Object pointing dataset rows
---------------

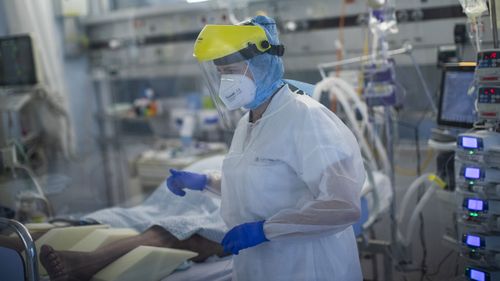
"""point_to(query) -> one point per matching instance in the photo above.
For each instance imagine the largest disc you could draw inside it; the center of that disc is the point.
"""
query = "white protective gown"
(298, 168)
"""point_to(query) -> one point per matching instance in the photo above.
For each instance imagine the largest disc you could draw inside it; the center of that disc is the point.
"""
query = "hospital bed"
(376, 198)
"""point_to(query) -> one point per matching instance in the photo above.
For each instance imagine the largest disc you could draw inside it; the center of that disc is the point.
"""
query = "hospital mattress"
(217, 269)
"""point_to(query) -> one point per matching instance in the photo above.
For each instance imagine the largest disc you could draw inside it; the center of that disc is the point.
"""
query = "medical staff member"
(291, 181)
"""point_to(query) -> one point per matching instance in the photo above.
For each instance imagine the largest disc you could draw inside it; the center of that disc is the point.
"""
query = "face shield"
(224, 53)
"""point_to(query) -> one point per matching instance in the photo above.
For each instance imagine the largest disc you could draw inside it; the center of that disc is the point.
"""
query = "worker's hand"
(180, 180)
(244, 236)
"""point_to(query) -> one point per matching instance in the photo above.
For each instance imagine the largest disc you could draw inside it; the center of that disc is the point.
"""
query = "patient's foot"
(15, 242)
(67, 265)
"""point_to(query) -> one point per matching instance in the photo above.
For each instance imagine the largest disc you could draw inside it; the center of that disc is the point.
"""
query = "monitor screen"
(473, 241)
(469, 142)
(17, 67)
(477, 275)
(475, 205)
(456, 106)
(472, 173)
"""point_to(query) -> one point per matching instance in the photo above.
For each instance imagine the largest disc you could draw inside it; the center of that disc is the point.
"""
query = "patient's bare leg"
(68, 265)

---------------

Objective
Leave the pictures out, and print every line of the listing exactly as written.

Exercise solution
"""point_to(query) -> one point per matching instance in the photo above.
For each instance imagine the largest disc you could draw inside it; the center of that disc is the point.
"""
query = "white protective gown"
(298, 168)
"""point_to(query) -> one point per matching instance in the photo above.
For each instance imagine the largest disc you could draw inside it; the center of that disc is the point.
"""
query = "hospital bed"
(376, 198)
"""point_to(query) -> one point per matching instance in the photo above.
For each instance imagine the largest disc you could draw inside it; the center of that disc is the point.
"""
query = "hospital mattress"
(217, 269)
"""point_to(query) -> one point per matching instance in the photo above.
For each instance imagine the largest disc you could draw inside it; the center of that disc is the point.
"""
query = "medical staff member"
(291, 181)
"""point_to(query) -> one point per matching instance in the photo above.
For each instance imagine the largest disc you could draw inside it; the center of that disc is the point.
"""
query = "face shield"
(224, 53)
"""point_to(query) -> one point per matching instance in the photo above.
For each instance imagine the largest disc you could draw inside it; the center of that disc is the point.
"""
query = "worker's hand"
(180, 180)
(244, 236)
"""point_to(query) -> one point per matching instance in the photo above.
For each instance imagine the largest disc you could draw inside it; the center of that disc is the point.
"""
query = "patient's foot"
(15, 242)
(67, 265)
"""point_to(query) -> one point per matching instance in the photo above.
For each instance imagine the largest disc you could draw inside it; the center of that disc is the point.
"""
query = "monitor screen"
(473, 241)
(469, 142)
(17, 67)
(477, 275)
(475, 205)
(456, 106)
(472, 173)
"""point_to(query) -> one point per matching instance in the photo above.
For each instance imagine the largest disc you could draw inside it; the center of that disc is the point.
"""
query = "patient's bare leg"
(68, 265)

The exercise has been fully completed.